WHAT TO DO
Rewrite the stretch from the start of the records through the line that contains "<point>497,561</point>", renaming "volume" to "level" and leaving everything else unchanged.

RECORDS FOR THE EXERCISE
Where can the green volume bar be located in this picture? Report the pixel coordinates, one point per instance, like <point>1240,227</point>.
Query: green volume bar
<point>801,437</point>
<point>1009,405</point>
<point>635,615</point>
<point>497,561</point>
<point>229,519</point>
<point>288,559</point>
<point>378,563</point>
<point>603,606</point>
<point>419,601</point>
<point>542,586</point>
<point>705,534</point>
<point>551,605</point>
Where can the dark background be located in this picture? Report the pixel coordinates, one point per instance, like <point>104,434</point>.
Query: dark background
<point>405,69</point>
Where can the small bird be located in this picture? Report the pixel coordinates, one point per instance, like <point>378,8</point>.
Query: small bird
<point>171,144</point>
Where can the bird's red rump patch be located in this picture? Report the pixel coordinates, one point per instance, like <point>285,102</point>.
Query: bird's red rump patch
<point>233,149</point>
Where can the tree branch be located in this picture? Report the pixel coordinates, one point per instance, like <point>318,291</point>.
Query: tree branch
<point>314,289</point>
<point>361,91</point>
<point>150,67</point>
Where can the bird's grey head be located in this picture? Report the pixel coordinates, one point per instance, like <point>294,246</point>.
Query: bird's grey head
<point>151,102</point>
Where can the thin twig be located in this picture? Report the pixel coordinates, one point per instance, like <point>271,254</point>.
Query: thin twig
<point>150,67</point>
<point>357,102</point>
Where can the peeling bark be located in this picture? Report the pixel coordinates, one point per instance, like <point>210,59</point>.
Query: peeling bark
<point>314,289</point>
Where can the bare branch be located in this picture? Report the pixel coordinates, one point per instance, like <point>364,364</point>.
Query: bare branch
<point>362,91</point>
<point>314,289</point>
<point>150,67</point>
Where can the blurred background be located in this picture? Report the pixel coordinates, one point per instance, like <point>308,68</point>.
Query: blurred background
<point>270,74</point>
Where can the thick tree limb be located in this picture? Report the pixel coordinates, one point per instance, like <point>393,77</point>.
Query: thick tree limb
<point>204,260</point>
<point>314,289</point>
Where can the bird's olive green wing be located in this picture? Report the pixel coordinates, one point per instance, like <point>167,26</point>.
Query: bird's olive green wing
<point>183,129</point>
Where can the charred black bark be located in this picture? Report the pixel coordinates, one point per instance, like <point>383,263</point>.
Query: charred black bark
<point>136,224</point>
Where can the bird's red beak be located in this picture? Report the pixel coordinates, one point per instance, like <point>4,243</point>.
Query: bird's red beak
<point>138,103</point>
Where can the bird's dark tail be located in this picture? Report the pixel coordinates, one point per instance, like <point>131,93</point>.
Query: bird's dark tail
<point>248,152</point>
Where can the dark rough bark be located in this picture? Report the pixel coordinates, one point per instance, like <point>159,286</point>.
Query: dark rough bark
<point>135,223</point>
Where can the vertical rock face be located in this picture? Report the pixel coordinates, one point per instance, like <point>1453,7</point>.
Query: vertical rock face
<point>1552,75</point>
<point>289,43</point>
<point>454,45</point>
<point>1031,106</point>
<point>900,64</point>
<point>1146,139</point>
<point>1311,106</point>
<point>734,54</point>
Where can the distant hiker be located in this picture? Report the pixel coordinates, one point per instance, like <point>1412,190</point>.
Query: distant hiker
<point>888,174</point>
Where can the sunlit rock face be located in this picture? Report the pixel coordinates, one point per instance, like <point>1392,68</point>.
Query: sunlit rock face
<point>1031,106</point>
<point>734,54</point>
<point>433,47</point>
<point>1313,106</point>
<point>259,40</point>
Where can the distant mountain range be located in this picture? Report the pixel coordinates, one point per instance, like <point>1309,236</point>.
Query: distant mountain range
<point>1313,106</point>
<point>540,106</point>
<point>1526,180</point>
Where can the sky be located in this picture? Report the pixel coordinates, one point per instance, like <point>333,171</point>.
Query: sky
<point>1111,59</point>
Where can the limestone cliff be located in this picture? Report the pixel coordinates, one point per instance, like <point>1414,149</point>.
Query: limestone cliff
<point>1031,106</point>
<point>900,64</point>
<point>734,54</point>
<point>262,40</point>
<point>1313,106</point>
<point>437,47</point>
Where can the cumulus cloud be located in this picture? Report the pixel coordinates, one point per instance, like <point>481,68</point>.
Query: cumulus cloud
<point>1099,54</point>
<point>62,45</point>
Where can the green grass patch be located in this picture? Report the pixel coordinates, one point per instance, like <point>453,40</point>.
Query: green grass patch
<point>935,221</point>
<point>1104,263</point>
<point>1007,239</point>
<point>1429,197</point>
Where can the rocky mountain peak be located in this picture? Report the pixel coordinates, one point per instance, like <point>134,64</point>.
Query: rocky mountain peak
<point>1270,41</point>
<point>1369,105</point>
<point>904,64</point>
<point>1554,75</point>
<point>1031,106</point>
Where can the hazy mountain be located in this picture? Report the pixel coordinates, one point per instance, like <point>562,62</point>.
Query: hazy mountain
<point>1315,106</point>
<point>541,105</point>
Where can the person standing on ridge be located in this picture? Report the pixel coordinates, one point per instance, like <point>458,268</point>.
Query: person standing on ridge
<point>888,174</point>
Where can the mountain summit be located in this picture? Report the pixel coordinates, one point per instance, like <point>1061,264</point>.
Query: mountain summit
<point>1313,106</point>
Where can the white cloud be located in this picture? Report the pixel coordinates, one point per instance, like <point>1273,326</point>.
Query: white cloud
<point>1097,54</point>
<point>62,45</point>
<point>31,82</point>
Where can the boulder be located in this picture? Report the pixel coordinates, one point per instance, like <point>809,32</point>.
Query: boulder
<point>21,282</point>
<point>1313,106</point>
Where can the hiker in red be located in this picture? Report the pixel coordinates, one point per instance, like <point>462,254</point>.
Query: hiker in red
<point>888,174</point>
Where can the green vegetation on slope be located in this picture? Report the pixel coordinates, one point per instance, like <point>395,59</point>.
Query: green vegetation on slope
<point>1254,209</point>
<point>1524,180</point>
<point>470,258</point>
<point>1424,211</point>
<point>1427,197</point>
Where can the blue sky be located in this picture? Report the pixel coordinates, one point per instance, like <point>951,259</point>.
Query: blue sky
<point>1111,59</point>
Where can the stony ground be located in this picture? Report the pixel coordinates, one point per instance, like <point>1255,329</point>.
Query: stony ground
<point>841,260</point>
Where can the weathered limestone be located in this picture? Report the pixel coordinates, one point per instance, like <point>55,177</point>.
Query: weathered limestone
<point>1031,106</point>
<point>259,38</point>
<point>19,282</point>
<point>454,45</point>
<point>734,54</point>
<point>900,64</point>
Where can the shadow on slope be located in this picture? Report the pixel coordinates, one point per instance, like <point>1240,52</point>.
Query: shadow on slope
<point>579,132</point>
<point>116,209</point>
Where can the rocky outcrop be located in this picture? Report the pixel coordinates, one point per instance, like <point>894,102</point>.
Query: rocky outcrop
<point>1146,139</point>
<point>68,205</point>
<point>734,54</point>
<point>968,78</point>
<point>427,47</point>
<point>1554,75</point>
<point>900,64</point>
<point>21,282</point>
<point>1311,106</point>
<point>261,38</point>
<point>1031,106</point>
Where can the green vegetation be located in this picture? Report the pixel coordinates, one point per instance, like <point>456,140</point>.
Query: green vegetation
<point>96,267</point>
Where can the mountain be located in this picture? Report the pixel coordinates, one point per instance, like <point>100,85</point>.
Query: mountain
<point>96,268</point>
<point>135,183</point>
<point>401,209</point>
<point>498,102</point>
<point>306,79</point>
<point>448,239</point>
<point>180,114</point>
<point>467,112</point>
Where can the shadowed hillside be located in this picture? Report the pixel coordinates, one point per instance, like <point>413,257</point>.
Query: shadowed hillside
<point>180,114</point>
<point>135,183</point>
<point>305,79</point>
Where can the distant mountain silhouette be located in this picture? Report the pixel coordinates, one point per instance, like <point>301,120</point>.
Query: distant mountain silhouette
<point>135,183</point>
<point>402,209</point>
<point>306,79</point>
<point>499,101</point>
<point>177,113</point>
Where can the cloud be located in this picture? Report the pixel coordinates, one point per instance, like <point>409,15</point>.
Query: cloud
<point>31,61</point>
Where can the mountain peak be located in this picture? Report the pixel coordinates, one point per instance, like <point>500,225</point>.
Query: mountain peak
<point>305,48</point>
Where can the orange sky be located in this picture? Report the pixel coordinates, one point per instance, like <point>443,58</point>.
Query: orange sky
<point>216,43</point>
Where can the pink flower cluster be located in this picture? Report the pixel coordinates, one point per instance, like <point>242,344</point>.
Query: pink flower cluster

FULL SOLUTION
Where can the green level bar be located in this picture? Report the pixel coordinates, one point per instance, like <point>1240,227</point>.
Query: green level bar
<point>801,437</point>
<point>1009,405</point>
<point>635,615</point>
<point>497,561</point>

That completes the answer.